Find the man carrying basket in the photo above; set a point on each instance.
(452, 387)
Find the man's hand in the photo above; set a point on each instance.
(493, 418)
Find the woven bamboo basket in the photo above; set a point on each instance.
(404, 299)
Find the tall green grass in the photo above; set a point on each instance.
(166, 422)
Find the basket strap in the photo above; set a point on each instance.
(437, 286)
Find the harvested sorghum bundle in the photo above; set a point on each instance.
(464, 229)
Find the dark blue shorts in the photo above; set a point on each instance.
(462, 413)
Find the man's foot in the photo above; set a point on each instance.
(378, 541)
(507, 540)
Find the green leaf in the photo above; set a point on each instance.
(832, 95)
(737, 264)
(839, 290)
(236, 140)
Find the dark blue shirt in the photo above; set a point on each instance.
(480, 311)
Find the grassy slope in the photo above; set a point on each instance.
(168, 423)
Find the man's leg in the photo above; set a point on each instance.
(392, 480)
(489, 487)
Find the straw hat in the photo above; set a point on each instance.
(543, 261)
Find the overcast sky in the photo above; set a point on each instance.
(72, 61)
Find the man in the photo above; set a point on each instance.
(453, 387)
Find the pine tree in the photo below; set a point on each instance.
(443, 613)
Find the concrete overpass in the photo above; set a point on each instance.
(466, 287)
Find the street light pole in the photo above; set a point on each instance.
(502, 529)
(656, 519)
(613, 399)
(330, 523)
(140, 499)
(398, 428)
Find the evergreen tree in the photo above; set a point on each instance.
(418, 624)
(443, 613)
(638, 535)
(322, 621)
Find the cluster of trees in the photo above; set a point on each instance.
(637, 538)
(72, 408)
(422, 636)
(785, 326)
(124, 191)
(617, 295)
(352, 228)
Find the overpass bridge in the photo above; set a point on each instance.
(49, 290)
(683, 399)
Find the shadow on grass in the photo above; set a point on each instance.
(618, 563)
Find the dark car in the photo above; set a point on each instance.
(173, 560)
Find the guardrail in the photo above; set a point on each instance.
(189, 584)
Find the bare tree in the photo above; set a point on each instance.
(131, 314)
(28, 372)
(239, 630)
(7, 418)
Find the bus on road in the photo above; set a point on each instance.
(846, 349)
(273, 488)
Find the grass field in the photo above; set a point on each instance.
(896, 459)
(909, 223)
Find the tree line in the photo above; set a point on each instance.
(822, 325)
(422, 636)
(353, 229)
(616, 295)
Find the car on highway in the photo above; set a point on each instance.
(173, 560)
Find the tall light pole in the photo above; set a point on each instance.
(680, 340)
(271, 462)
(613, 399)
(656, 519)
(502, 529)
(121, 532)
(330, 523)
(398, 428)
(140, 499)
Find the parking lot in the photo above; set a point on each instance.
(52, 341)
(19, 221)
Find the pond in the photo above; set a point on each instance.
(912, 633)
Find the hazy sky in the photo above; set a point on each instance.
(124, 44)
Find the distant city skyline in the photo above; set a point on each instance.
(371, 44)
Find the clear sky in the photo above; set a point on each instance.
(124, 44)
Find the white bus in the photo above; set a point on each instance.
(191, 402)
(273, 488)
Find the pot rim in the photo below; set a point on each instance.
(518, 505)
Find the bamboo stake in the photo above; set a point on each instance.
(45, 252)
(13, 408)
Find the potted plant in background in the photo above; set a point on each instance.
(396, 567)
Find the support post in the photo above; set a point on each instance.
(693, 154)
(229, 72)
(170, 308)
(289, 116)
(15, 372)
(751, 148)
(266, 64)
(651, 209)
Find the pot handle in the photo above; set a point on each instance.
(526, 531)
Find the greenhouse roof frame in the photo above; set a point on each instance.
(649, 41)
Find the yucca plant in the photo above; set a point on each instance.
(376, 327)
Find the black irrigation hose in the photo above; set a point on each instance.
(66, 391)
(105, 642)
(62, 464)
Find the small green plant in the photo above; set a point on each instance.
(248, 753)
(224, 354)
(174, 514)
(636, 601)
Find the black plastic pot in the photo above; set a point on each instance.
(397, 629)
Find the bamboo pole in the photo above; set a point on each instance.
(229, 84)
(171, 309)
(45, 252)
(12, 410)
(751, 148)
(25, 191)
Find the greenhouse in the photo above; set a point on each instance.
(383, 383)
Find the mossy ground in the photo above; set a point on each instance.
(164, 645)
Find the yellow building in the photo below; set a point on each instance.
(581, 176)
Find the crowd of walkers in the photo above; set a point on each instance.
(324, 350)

## Brief
Transcribe all of the data, keeping every line identical.

## Written response
Find the man carrying basket in the photo above; set a point on each instance.
(452, 387)
Find the man's hand in the photo above; set a point on each instance.
(493, 418)
Find the woven bamboo basket in the photo above; set a point on each instance.
(404, 299)
Find the tall green grass in the photo above; set a point on each instance.
(166, 422)
Find the basket strap in the photo above; set a point on each instance.
(437, 286)
Find the harvested sorghum bundle in the photo above; set a point on each instance.
(464, 229)
Find the dark blue shorts in the photo above; set a point on each instance.
(462, 413)
Find the man's foot in the photo above; set a point on each instance.
(378, 541)
(507, 540)
Find the green leaf in the photo above; set a point on each instance.
(832, 95)
(737, 264)
(839, 290)
(236, 140)
Find the dark blue shirt in the photo above; set a point on each instance.
(480, 311)
Find the grassy slope in the photo above; set a point on each instance.
(168, 423)
Find the man's leg in the photo above; set a point on each instance.
(392, 480)
(489, 487)
Find the straw hat in the photo above; set a point on each instance.
(543, 261)
Find the overcast sky in the photo above; set a point on each instance.
(72, 61)
Find the man in the photo above; set a point on each instance.
(453, 387)
Find the pine tree in the photo below; set a point on each instance.
(443, 613)
Find the concrete overpass in the photo above; set a point on each instance.
(466, 287)
Find the street light pole in the photo above; set a point on each instance.
(502, 529)
(656, 519)
(613, 399)
(330, 523)
(140, 499)
(398, 428)
Find the evergreen tree in the photo above; set a point on each instance.
(418, 624)
(443, 613)
(638, 535)
(322, 621)
Find the cluster of trees in the photo above; set a point on each instance.
(637, 538)
(72, 408)
(422, 636)
(785, 326)
(124, 191)
(617, 295)
(352, 228)
Find the overpass bridge in the photo above; set a point on each instance.
(49, 290)
(683, 399)
Find the shadow on grass in the photo above; set a point on each instance.
(618, 563)
Find the dark car in the photo above; set a point on each instance.
(173, 560)
Find the guardrail in the photo above; set a point on each instance.
(189, 584)
Find the bare tree in the photo above; set a point on each instance.
(131, 314)
(28, 372)
(239, 630)
(7, 418)
Find the bus on road in the photo above; set a point on each instance.
(846, 349)
(273, 488)
Find the grass field in the photo above; set a point on each instance.
(896, 459)
(909, 223)
Find the tree line in the photo above; set a point on each instance.
(822, 325)
(422, 636)
(353, 229)
(616, 295)
Find the car on highway in the photo above; set a point on each instance.
(173, 560)
Find the tall light pole in the photo above; set a point on each instance.
(680, 340)
(271, 462)
(613, 399)
(656, 519)
(502, 529)
(121, 532)
(330, 523)
(398, 428)
(140, 499)
Find the parking lot in the photo above; set a point on each instance.
(52, 341)
(19, 221)
Find the pond in the photo above; set a point on each instance.
(912, 633)
Find the hazy sky in the photo above; set a point on each instance.
(124, 44)
Find the distant city skyline in the photo above; set a point on each instance.
(371, 44)
Find the clear sky in the photo above; set a point on each instance.
(124, 44)
Find the white bus in the photo above; set a point on each instance.
(191, 402)
(273, 488)
Find the pot rim in the photo below; set a point on each instance.
(518, 505)
Find the bamboo stake in the photo above; set a point on each instance.
(45, 252)
(13, 408)
Find the potted plant in background in the photo above; set a point on each instance.
(396, 567)
Find the support post in the photo above; set a point on each instance.
(693, 154)
(229, 72)
(170, 308)
(289, 116)
(15, 372)
(751, 148)
(266, 64)
(651, 209)
Find the pot handle in the photo above; set a point on each instance.
(526, 531)
Find the greenhouse roof frame in the photo above; set a point on each instance.
(649, 41)
Find the yucca plant in the photo above; set a point on each instance.
(376, 327)
Find the black irrigation hose in the photo above; set a point on each instance.
(66, 391)
(105, 642)
(62, 464)
Find the small green plant in the photo above; set a point on each instance.
(248, 753)
(224, 354)
(174, 514)
(636, 601)
Find the black plastic pot in the photo above; set a point on each instance.
(397, 629)
Find the bamboo pole in the photo above; set a point on each instance.
(229, 84)
(171, 309)
(45, 252)
(12, 410)
(751, 148)
(25, 191)
Find the greenhouse in the photo above; set a point on each instance.
(383, 383)
Find the mossy ground in the photo above; set a point on each instance.
(164, 645)
Find the yellow building in the photo below; set a point on each instance.
(581, 176)
Find the crowd of walkers in the photo above; set a point on each instance.
(324, 350)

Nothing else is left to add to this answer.